## Job
Format every line of the records below as a JSON list of strings, with one string per line and blank lines left out.

## Extracted records
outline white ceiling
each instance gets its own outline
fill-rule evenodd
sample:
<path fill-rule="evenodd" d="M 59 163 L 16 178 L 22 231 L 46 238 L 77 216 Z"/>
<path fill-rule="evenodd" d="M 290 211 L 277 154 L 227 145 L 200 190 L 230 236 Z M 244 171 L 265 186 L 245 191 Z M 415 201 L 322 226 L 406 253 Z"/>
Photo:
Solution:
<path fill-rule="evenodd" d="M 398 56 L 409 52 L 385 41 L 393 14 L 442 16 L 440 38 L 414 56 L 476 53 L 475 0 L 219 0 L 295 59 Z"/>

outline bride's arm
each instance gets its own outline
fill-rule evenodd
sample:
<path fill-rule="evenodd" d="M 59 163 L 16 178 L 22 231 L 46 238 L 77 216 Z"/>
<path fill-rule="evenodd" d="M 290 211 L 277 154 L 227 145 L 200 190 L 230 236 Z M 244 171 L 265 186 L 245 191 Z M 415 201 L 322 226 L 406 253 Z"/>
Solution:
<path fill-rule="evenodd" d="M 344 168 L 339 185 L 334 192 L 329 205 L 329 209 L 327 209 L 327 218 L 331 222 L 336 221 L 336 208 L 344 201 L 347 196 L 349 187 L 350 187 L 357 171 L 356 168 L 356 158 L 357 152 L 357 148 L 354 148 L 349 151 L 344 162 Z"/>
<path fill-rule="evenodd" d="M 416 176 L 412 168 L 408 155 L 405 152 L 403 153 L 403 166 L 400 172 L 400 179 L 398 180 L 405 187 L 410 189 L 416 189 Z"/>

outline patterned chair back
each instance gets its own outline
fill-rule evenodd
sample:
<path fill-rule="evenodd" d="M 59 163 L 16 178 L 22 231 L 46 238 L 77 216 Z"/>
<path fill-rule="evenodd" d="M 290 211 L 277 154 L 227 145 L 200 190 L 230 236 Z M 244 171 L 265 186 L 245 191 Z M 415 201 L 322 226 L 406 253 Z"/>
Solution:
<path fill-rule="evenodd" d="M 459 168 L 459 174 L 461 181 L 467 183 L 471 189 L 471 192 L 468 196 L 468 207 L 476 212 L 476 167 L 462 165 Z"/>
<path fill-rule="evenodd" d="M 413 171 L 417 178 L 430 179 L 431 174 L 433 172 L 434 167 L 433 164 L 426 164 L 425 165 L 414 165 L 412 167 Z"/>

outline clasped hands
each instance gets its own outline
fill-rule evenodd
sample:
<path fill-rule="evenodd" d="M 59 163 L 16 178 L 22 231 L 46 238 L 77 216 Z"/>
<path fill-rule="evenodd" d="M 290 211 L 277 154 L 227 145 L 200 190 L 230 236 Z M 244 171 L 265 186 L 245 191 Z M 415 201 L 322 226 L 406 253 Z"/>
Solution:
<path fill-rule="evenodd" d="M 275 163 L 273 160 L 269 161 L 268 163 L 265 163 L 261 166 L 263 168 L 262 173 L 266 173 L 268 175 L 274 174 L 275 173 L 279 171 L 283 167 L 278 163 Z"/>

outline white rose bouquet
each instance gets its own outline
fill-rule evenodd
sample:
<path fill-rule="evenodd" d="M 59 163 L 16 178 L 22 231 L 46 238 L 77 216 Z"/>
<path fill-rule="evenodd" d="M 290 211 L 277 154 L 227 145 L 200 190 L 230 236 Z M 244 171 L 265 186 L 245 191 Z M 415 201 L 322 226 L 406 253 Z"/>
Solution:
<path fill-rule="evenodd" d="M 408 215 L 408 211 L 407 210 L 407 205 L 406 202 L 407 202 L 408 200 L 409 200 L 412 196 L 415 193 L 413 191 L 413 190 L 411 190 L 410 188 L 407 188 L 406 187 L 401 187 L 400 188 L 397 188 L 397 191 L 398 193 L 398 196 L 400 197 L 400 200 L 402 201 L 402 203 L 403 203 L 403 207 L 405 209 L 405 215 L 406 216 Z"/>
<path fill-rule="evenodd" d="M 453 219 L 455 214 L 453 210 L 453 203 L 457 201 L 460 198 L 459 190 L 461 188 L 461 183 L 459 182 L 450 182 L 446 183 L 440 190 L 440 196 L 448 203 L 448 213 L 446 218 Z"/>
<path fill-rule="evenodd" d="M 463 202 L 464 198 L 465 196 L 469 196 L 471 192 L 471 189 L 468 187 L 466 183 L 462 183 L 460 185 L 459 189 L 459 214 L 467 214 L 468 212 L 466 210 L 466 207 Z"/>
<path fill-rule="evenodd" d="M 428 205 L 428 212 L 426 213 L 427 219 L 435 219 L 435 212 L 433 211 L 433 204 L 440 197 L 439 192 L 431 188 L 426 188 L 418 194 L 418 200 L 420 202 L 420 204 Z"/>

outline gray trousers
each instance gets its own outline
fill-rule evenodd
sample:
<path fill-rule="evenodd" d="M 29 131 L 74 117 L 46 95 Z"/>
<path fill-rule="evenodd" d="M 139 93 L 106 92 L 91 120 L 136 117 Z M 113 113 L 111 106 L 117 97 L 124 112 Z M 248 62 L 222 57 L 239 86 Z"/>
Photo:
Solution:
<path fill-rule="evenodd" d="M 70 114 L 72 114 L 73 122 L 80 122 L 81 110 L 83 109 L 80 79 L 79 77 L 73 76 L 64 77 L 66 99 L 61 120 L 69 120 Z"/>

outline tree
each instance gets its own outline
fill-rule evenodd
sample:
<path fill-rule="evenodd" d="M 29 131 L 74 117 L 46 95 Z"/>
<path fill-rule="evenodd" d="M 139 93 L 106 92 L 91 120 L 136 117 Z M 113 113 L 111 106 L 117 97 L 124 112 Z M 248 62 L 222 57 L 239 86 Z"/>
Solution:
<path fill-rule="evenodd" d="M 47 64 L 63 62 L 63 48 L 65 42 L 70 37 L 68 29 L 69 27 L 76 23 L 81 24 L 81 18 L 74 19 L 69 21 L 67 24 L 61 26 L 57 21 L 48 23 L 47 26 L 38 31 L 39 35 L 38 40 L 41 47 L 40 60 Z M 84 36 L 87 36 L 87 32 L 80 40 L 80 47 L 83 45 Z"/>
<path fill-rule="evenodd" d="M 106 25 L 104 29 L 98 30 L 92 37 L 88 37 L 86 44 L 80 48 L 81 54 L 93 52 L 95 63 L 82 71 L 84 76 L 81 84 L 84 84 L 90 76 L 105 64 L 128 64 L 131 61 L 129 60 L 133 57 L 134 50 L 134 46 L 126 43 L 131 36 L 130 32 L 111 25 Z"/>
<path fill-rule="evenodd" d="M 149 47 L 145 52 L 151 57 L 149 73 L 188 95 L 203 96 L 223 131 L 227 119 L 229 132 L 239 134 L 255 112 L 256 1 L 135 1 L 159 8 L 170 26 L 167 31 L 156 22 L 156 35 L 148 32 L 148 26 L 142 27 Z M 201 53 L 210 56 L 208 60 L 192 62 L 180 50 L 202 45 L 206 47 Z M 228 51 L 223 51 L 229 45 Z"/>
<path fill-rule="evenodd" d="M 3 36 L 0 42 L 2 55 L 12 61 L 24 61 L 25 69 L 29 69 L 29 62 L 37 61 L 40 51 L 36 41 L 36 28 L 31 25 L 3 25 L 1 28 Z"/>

## Solution to this task
[
  "outline white ceiling",
  "each instance gets its own outline",
  "fill-rule evenodd",
  "sample:",
  "<path fill-rule=\"evenodd\" d=\"M 59 163 L 16 178 L 22 231 L 46 238 L 77 216 Z\"/>",
  "<path fill-rule=\"evenodd\" d=\"M 290 211 L 277 154 L 227 145 L 200 190 L 230 236 Z M 244 171 L 265 186 L 245 191 Z M 415 201 L 322 226 L 406 253 Z\"/>",
  "Photo:",
  "Solution:",
  "<path fill-rule=\"evenodd\" d=\"M 398 56 L 409 52 L 385 41 L 393 14 L 442 16 L 440 38 L 414 56 L 476 53 L 475 0 L 219 0 L 295 59 Z\"/>",
  "outline bride's arm",
  "each instance gets its own outline",
  "fill-rule evenodd",
  "sample:",
  "<path fill-rule=\"evenodd\" d=\"M 59 163 L 16 178 L 22 231 L 46 238 L 77 216 Z\"/>",
  "<path fill-rule=\"evenodd\" d=\"M 290 211 L 277 154 L 227 145 L 200 190 L 230 236 Z M 244 171 L 265 186 L 245 191 Z M 415 201 L 322 226 L 406 253 Z\"/>",
  "Solution:",
  "<path fill-rule=\"evenodd\" d=\"M 344 168 L 339 185 L 334 192 L 329 205 L 329 209 L 327 209 L 327 218 L 331 222 L 336 221 L 336 208 L 344 201 L 347 196 L 349 187 L 350 187 L 357 171 L 356 168 L 356 158 L 357 152 L 357 148 L 354 148 L 349 151 L 344 162 Z\"/>",
  "<path fill-rule=\"evenodd\" d=\"M 416 176 L 412 168 L 408 155 L 405 152 L 403 153 L 403 166 L 400 172 L 400 179 L 398 180 L 405 187 L 410 189 L 416 189 Z\"/>",
  "outline patterned chair back",
  "each instance gets its own outline",
  "fill-rule evenodd",
  "sample:",
  "<path fill-rule=\"evenodd\" d=\"M 59 163 L 16 178 L 22 231 L 46 238 L 77 216 Z\"/>",
  "<path fill-rule=\"evenodd\" d=\"M 290 211 L 277 154 L 227 145 L 200 190 L 230 236 Z M 244 171 L 265 186 L 245 191 Z M 415 201 L 322 226 L 406 253 Z\"/>",
  "Solution:",
  "<path fill-rule=\"evenodd\" d=\"M 459 168 L 459 174 L 461 181 L 467 183 L 471 189 L 471 192 L 468 196 L 468 207 L 476 212 L 476 167 L 462 165 Z\"/>",
  "<path fill-rule=\"evenodd\" d=\"M 413 171 L 417 178 L 430 179 L 431 174 L 433 172 L 434 167 L 433 164 L 426 164 L 425 165 L 414 165 L 412 167 Z\"/>",
  "outline clasped hands",
  "each instance gets its own outline",
  "fill-rule evenodd",
  "sample:",
  "<path fill-rule=\"evenodd\" d=\"M 59 163 L 16 178 L 22 231 L 46 238 L 77 216 Z\"/>",
  "<path fill-rule=\"evenodd\" d=\"M 290 211 L 277 154 L 227 145 L 200 190 L 230 236 Z M 244 171 L 265 186 L 245 191 Z M 415 201 L 322 226 L 406 253 Z\"/>",
  "Solution:",
  "<path fill-rule=\"evenodd\" d=\"M 275 163 L 273 160 L 269 161 L 268 163 L 265 163 L 261 166 L 263 168 L 262 173 L 266 173 L 268 175 L 274 174 L 275 173 L 279 171 L 283 167 L 278 163 Z\"/>",
  "outline white rose bouquet",
  "each instance gets its own outline",
  "fill-rule evenodd",
  "sample:",
  "<path fill-rule=\"evenodd\" d=\"M 59 163 L 16 178 L 22 231 L 46 238 L 77 216 Z\"/>",
  "<path fill-rule=\"evenodd\" d=\"M 290 211 L 277 154 L 227 145 L 200 190 L 230 236 Z M 244 171 L 265 186 L 245 191 Z M 415 201 L 322 226 L 406 253 Z\"/>",
  "Solution:",
  "<path fill-rule=\"evenodd\" d=\"M 408 215 L 408 211 L 407 210 L 407 205 L 406 202 L 407 202 L 408 200 L 409 200 L 412 196 L 415 193 L 413 191 L 413 190 L 411 190 L 410 188 L 407 188 L 406 187 L 401 187 L 400 188 L 397 188 L 397 191 L 398 193 L 398 196 L 400 197 L 400 200 L 402 201 L 402 203 L 403 203 L 403 207 L 405 209 L 405 215 L 406 216 Z\"/>",
  "<path fill-rule=\"evenodd\" d=\"M 453 219 L 455 214 L 453 210 L 453 203 L 457 201 L 460 198 L 459 190 L 461 188 L 461 183 L 459 182 L 450 182 L 446 183 L 440 190 L 440 196 L 448 203 L 448 213 L 446 218 Z\"/>",
  "<path fill-rule=\"evenodd\" d=\"M 463 202 L 464 198 L 465 196 L 469 196 L 471 192 L 471 189 L 468 187 L 466 183 L 462 183 L 460 185 L 459 189 L 459 214 L 467 214 L 468 212 L 466 210 L 466 207 Z\"/>",
  "<path fill-rule=\"evenodd\" d=\"M 428 205 L 428 212 L 426 213 L 427 219 L 435 219 L 435 212 L 433 211 L 433 204 L 440 197 L 439 192 L 431 188 L 426 188 L 418 194 L 418 200 L 420 202 L 420 204 Z\"/>",
  "outline gray trousers",
  "each instance gets its own outline",
  "fill-rule evenodd",
  "sample:",
  "<path fill-rule=\"evenodd\" d=\"M 29 131 L 74 117 L 46 95 Z\"/>",
  "<path fill-rule=\"evenodd\" d=\"M 139 93 L 106 92 L 91 120 L 136 117 Z M 113 113 L 111 106 L 117 97 L 124 112 Z M 248 62 L 222 57 L 239 86 Z\"/>",
  "Photo:",
  "Solution:",
  "<path fill-rule=\"evenodd\" d=\"M 70 114 L 72 114 L 73 122 L 80 122 L 81 110 L 83 109 L 80 79 L 79 77 L 73 76 L 64 77 L 66 99 L 61 120 L 69 120 Z\"/>",
  "outline tree",
  "each instance gets its own outline",
  "fill-rule evenodd",
  "sample:",
  "<path fill-rule=\"evenodd\" d=\"M 29 131 L 74 117 L 46 95 Z\"/>",
  "<path fill-rule=\"evenodd\" d=\"M 139 93 L 106 92 L 91 120 L 136 117 Z M 113 113 L 111 106 L 117 97 L 124 112 Z M 248 62 L 222 57 L 239 86 Z\"/>",
  "Solution:",
  "<path fill-rule=\"evenodd\" d=\"M 47 64 L 63 62 L 63 48 L 65 42 L 70 37 L 68 29 L 69 27 L 76 23 L 81 24 L 81 18 L 74 19 L 69 21 L 67 24 L 61 26 L 57 21 L 48 23 L 47 26 L 38 31 L 39 35 L 38 40 L 41 47 L 40 60 Z M 84 36 L 87 36 L 87 32 L 80 40 L 80 47 L 83 45 Z\"/>",
  "<path fill-rule=\"evenodd\" d=\"M 106 25 L 104 29 L 98 30 L 92 37 L 88 37 L 86 44 L 80 48 L 81 54 L 93 52 L 95 63 L 82 71 L 84 76 L 81 84 L 84 84 L 90 76 L 105 64 L 128 64 L 131 61 L 129 60 L 133 57 L 134 50 L 134 46 L 126 43 L 131 36 L 130 32 L 111 25 Z\"/>",
  "<path fill-rule=\"evenodd\" d=\"M 149 47 L 145 52 L 151 57 L 149 73 L 188 95 L 203 96 L 223 131 L 227 119 L 229 132 L 239 134 L 255 112 L 256 1 L 135 1 L 159 8 L 170 26 L 167 31 L 156 22 L 156 35 L 148 32 L 148 26 L 142 27 Z M 201 53 L 210 56 L 208 60 L 192 62 L 180 50 L 202 45 L 206 47 Z M 228 51 L 223 51 L 229 45 Z\"/>",
  "<path fill-rule=\"evenodd\" d=\"M 3 36 L 0 42 L 2 55 L 12 61 L 24 61 L 25 69 L 29 69 L 29 62 L 37 61 L 40 51 L 36 41 L 36 28 L 31 25 L 3 25 L 1 28 Z\"/>"
]